# [Material for the task]
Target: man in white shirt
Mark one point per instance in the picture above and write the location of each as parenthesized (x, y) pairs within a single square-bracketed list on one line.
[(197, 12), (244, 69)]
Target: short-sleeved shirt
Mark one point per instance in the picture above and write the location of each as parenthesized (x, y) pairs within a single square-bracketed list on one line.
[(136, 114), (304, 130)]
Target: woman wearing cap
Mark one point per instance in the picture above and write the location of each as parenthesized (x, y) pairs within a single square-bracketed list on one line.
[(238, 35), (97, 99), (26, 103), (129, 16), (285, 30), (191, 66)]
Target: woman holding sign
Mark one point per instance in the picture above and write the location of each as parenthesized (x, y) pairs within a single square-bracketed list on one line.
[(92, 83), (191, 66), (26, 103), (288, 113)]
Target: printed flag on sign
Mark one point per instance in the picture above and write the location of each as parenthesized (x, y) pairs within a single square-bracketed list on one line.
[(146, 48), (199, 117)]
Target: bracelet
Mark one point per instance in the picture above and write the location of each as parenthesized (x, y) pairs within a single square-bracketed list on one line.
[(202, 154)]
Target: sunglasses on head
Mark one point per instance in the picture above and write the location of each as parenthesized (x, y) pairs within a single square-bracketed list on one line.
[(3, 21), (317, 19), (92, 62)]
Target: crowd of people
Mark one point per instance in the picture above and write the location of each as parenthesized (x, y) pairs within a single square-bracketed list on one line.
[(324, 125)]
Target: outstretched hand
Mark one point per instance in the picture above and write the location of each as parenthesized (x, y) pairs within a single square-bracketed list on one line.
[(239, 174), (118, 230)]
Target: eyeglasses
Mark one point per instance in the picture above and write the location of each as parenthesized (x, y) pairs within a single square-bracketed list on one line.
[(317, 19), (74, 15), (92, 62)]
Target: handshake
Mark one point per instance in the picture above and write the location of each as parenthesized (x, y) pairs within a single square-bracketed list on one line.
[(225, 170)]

# [Description of the task]
Copy every record above word for word, keeping each line in its original order.

# [Exercise response]
Target: man in white shirt
Mark one point per instance in the picture above and write the location of each as parenthesized (x, y) pairs within a single square-bracketed list on one line.
[(197, 12), (244, 69)]
Target: short-sleeved shirt
Mark one point per instance in the picture above and write the location of each as parenthesized (x, y) pairs within a single square-bracketed list on one line.
[(136, 114), (304, 130)]
Target: woman wearing cap
Mark one point per instance in the picture above and write the location of each as parenthesized (x, y) pairs within a single square-bracketed list on one line.
[(238, 35), (97, 99), (26, 103), (129, 16), (285, 30), (191, 66)]
Target: woman holding sign
Mark one point per instance in the picture above and write the location of each as parenthesized (x, y) pairs within a single square-bracketed list on one line.
[(92, 83), (191, 66), (26, 103), (288, 113)]
Target: printed flag on sign
Mark one point per instance in the picture above and write the location of each as parenthesized (x, y) pairs within a single square-bracketed list on one line.
[(146, 48), (199, 117)]
Target: bracelet
Mark one point per instance in the picture above and write the location of each as parenthesized (x, y) pairs within a single square-bracketed list on one line.
[(202, 154)]
Target: sunglasses on head
Mark one point per instance in the picture above and write the location of each as parenthesized (x, y) pairs within a single square-bracketed list on one line.
[(3, 21), (317, 19), (92, 62)]
Target: crowd of people
Mark one point per instance in the picture above and write the location of each as parenthesized (x, y) pairs within a single square-bracketed list on one line.
[(324, 125)]
Target: outstretched hand
Mark one point per instance in the picture above and write the location of each as parenthesized (x, y) pairs within a single square-bracketed list on one line.
[(239, 174), (118, 230)]
Target: eyeglasses
Mark one point per instance in the picture above and write the location of each as parenthesized (x, y) pairs within a single square-bracketed list on one line.
[(317, 19), (74, 15), (92, 62)]
Target: handshake
Mark one point per instance in the picture above and write the location of each as parenthesized (x, y) pairs within a single square-bracketed list on one line.
[(225, 170)]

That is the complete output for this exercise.